Source data:
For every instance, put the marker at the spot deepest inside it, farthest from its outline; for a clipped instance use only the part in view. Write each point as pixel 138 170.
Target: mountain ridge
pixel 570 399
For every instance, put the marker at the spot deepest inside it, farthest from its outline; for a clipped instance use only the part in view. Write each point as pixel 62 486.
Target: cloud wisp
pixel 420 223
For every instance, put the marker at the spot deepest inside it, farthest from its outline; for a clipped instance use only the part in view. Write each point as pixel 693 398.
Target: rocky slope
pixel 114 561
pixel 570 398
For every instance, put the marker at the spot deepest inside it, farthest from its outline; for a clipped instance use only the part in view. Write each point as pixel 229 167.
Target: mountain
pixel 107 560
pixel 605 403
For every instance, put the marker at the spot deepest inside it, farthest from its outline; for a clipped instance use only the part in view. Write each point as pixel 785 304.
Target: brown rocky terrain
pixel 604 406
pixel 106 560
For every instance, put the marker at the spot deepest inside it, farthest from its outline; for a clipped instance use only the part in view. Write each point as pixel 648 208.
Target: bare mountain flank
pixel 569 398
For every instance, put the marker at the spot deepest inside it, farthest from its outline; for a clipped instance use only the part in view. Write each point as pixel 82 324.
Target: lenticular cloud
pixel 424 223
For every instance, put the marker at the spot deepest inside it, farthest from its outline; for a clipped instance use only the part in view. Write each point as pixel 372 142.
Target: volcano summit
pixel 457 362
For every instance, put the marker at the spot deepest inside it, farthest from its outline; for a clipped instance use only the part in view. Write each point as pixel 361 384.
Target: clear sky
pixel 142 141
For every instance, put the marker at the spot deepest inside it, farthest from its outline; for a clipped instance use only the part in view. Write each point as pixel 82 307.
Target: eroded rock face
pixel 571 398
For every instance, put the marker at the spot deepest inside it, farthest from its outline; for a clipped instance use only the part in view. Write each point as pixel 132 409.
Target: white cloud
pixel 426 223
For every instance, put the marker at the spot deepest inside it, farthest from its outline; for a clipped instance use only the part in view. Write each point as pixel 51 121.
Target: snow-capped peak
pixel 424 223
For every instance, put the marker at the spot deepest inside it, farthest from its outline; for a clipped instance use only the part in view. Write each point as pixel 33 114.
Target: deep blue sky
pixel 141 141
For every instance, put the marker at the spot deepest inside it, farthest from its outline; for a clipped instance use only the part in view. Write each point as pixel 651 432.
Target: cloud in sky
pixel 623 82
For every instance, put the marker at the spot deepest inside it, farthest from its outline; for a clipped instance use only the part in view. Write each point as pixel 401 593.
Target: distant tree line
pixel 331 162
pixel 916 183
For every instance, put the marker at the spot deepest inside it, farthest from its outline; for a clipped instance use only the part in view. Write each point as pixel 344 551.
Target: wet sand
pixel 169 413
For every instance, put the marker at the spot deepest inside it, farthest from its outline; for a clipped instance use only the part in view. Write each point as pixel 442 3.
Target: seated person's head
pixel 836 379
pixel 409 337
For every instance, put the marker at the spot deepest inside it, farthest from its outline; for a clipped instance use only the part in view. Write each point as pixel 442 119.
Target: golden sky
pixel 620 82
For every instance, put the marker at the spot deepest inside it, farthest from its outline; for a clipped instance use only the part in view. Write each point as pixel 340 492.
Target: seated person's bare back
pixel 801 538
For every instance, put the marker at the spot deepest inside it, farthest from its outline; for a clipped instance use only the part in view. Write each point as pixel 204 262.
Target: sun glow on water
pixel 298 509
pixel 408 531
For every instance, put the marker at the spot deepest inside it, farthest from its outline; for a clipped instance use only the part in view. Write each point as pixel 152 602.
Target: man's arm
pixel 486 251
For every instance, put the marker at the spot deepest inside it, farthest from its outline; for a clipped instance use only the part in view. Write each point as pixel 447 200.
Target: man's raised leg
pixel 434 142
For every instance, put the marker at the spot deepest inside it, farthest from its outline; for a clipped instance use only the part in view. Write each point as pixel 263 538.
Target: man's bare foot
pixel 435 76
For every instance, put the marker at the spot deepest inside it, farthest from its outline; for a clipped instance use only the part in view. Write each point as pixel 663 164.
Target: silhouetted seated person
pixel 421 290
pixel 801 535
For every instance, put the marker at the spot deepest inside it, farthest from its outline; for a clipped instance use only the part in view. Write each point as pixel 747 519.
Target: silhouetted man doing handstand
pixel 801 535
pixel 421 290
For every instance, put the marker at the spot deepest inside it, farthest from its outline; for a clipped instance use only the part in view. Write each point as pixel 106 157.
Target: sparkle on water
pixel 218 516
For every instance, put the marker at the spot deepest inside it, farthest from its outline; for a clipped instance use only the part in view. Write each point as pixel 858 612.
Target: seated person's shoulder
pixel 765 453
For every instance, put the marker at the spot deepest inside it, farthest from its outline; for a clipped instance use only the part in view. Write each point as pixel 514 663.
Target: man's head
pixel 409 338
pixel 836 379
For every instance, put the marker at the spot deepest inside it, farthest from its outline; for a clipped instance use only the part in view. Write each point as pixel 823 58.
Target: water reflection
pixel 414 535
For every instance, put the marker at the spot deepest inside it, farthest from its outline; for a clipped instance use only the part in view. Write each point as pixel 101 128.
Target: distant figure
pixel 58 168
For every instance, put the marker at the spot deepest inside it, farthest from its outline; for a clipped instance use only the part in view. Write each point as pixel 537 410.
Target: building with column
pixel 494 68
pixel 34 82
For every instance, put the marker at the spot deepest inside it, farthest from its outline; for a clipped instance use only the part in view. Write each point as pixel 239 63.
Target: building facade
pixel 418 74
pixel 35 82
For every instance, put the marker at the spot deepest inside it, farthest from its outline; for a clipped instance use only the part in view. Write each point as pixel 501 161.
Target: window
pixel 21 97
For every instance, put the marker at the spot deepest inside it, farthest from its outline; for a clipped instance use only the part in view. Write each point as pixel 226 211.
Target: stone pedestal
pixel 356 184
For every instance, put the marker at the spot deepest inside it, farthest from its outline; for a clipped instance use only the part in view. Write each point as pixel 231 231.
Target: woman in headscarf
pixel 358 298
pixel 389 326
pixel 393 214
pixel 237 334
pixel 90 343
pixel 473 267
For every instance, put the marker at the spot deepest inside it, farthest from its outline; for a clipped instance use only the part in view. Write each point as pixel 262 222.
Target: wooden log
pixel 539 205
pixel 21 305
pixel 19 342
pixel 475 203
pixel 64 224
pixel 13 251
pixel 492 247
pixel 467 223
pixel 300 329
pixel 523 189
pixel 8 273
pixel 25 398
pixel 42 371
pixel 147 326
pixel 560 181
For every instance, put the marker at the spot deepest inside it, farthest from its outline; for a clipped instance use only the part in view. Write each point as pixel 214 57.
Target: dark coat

About this exercise: All of the entries above should be written out verbatim.

Answer section:
For every instance, put the marker at the spot deepest inside it, farthest from its outline; for a clipped instance use only the part in view. Write each point as pixel 138 170.
Target: mountain ridge
pixel 570 399
For every instance, put the marker at the spot deepest inside it, farthest from its outline; for a clipped instance use only the part in view. Write each point as pixel 62 486.
Target: cloud wisp
pixel 420 223
For every instance, put the marker at the spot deepest inside it, farthest from its outline; for a clipped instance use only the part in view. Write each point as pixel 693 398.
Target: rocky slope
pixel 114 561
pixel 570 398
For every instance, put the marker at the spot deepest inside it, farthest from its outline; for a clipped instance use only the part in view. Write each point as pixel 229 167.
Target: mountain
pixel 107 560
pixel 605 403
For every instance, put the marker at the spot deepest inside it, farthest from its outline; for a clipped instance use only the part in view. Write each point as pixel 785 304.
Target: brown rocky terrain
pixel 604 406
pixel 106 560
For every instance, put the marker at the spot deepest inside it, farthest from its outline; for a clipped instance use only the part in view. Write each point as pixel 648 208.
Target: bare mountain flank
pixel 569 398
For every instance, put the marker at the spot deepest inside it, farthest from its outline; for a clipped instance use only the part in view. Write each point as pixel 82 324.
Target: lenticular cloud
pixel 424 223
For every instance, put the marker at the spot deepest inside it, farthest from its outline; for a clipped instance use only the part in view. Write each point as pixel 372 142.
Target: volcano summit
pixel 457 362
For every instance, put the marker at the spot deepest inside it, farthest from its outline; for a clipped instance use only the part in view. Write each point as pixel 361 384.
Target: clear sky
pixel 142 141
For every instance, put the marker at the spot deepest inside it, farthest from its outline; for a clipped instance use only the part in view. Write each point as pixel 82 307.
Target: eroded rock face
pixel 571 398
For every instance, put the marker at the spot deepest inside it, farthest from its outline; for a clipped instance use only the part in view. Write each point as pixel 132 409.
Target: white cloud
pixel 426 223
For every instance, put the marker at the spot deepest inside it, farthest from its outline; for a clipped instance use only the part in view. Write each point as pixel 51 121.
Target: snow-capped peak
pixel 424 223
For every instance, put the marker at the spot deepest inside it, farthest from its outline; for a clipped instance use only the part in view. Write each point as pixel 33 114.
Target: deep blue sky
pixel 141 141
For every instance, put the marker at the spot deepest inside it, farthest from its outline; for a clipped instance use only the part in view. Write each point as pixel 651 432.
Target: cloud in sky
pixel 623 82
For every instance, put the marker at the spot deepest inside it, farthest from its outline; for a clipped instance use only the part in view. Write each point as pixel 401 593.
Target: distant tree line
pixel 331 162
pixel 916 183
For every instance, put the marker at the spot deepest inside it, farthest from its outline; for a clipped instance use only the part in view. Write each point as pixel 344 551.
Target: wet sand
pixel 169 413
For every instance, put the marker at the spot deepest inside it, farthest from its outline; for a clipped instance use only the part in view. Write each point as pixel 442 3.
Target: seated person's head
pixel 836 379
pixel 409 337
For every instance, put the marker at the spot deepest inside it, farthest from its outline; for a clipped instance use only the part in view. Write each point as pixel 442 119.
Target: golden sky
pixel 620 82
For every instance, put the marker at the spot deepest inside it, farthest from its outline; for a clipped instance use only the part in view. Write each point as pixel 340 492.
Target: seated person's bare back
pixel 801 538
For every instance, put the marker at the spot deepest inside it, farthest from its outline; for a clipped instance use only the part in view. Write each point as pixel 204 262.
Target: sun glow on water
pixel 298 509
pixel 408 531
For every instance, put the marker at the spot deepest inside it, farthest from its outline; for a clipped instance use only the part in view. Write each point as pixel 152 602.
Target: man's arm
pixel 486 251
For every instance, put the marker at the spot deepest inside it, farthest from its outline; for a clipped instance use only the part in view. Write each point as pixel 447 200.
Target: man's raised leg
pixel 434 142
For every instance, put the marker at the spot deepest inside it, farthest from its outline; for a clipped instance use only the part in view. Write each point as pixel 263 538.
Target: man's bare foot
pixel 435 76
For every instance, put the marker at the spot deepest inside it, farthest from its outline; for a clipped instance use only the part in view. Write each point as pixel 663 164.
Target: silhouetted seated person
pixel 421 290
pixel 801 535
For every instance, put the marker at the spot deepest inside it, farthest from its outline; for a clipped instance use only the part in view. Write each point as pixel 747 519.
Target: silhouetted man doing handstand
pixel 801 535
pixel 421 290
For every instance, put the marker at the spot deepest inside it, farthest from its outline; for a clipped instance use only the part in view. Write each point as pixel 106 157.
Target: sparkle on water
pixel 218 516
For every instance, put the marker at the spot deepest inside it, farthest from its outline; for a clipped instance use only the part in view. Write each point as pixel 858 612.
Target: seated person's shoulder
pixel 765 453
For every instance, put the marker at the spot deepest inside it, farthest from its outline; for a clipped instance use only the part in view. Write each point as pixel 514 663.
Target: man's head
pixel 409 338
pixel 836 379
For every instance, put the marker at the spot deepest inside it, farthest from its outline; for a clipped instance use only the part in view. Write each point as pixel 823 58.
Target: water reflection
pixel 414 535
For every instance, put the marker at the spot deepest inside it, farthest from its outline; for a clipped instance use only the part in view. Write each point as pixel 101 128.
Target: distant figure
pixel 58 168
For every instance, put the marker at the spot deepest inside it, farthest from its outline; for a clipped instance use only the part in view. Write each point as pixel 537 410.
Target: building with column
pixel 494 68
pixel 34 82
For every instance, put the marker at the spot deepest inside it, farthest from its outline; for a clipped instance use only the part in view. Write each point as pixel 239 63.
Target: building facade
pixel 418 74
pixel 35 82
For every instance, put the marker at the spot deepest inside it, farthest from its outline; for a clipped instance use only the part in view. Write each point as pixel 501 161.
Target: window
pixel 21 97
For every instance, put the marker at the spot deepest inside it, farthest from its outline; for a clipped instance use only the part in view. Write each point as pixel 226 211.
Target: stone pedestal
pixel 356 184
For every instance, put the marker at the spot deepest inside it, farthest from its outline; for a clipped instance use only the part in view. Write each point as pixel 231 231.
Target: woman in headscarf
pixel 358 298
pixel 389 326
pixel 393 214
pixel 237 334
pixel 90 343
pixel 473 267
For every instance, put the marker at the spot deepest inside it, farthest from its outline; for a clipped instance use only the part in view. Write each point as pixel 262 222.
Target: wooden log
pixel 539 205
pixel 21 305
pixel 19 342
pixel 475 203
pixel 64 224
pixel 13 251
pixel 492 247
pixel 467 223
pixel 300 329
pixel 523 189
pixel 8 273
pixel 25 398
pixel 42 371
pixel 147 326
pixel 560 181
For every instance, put the marker at the spot deepest inside it, farthest from its outline; for a clipped instance use only the part in view. Write each point as pixel 214 57.
Target: dark coat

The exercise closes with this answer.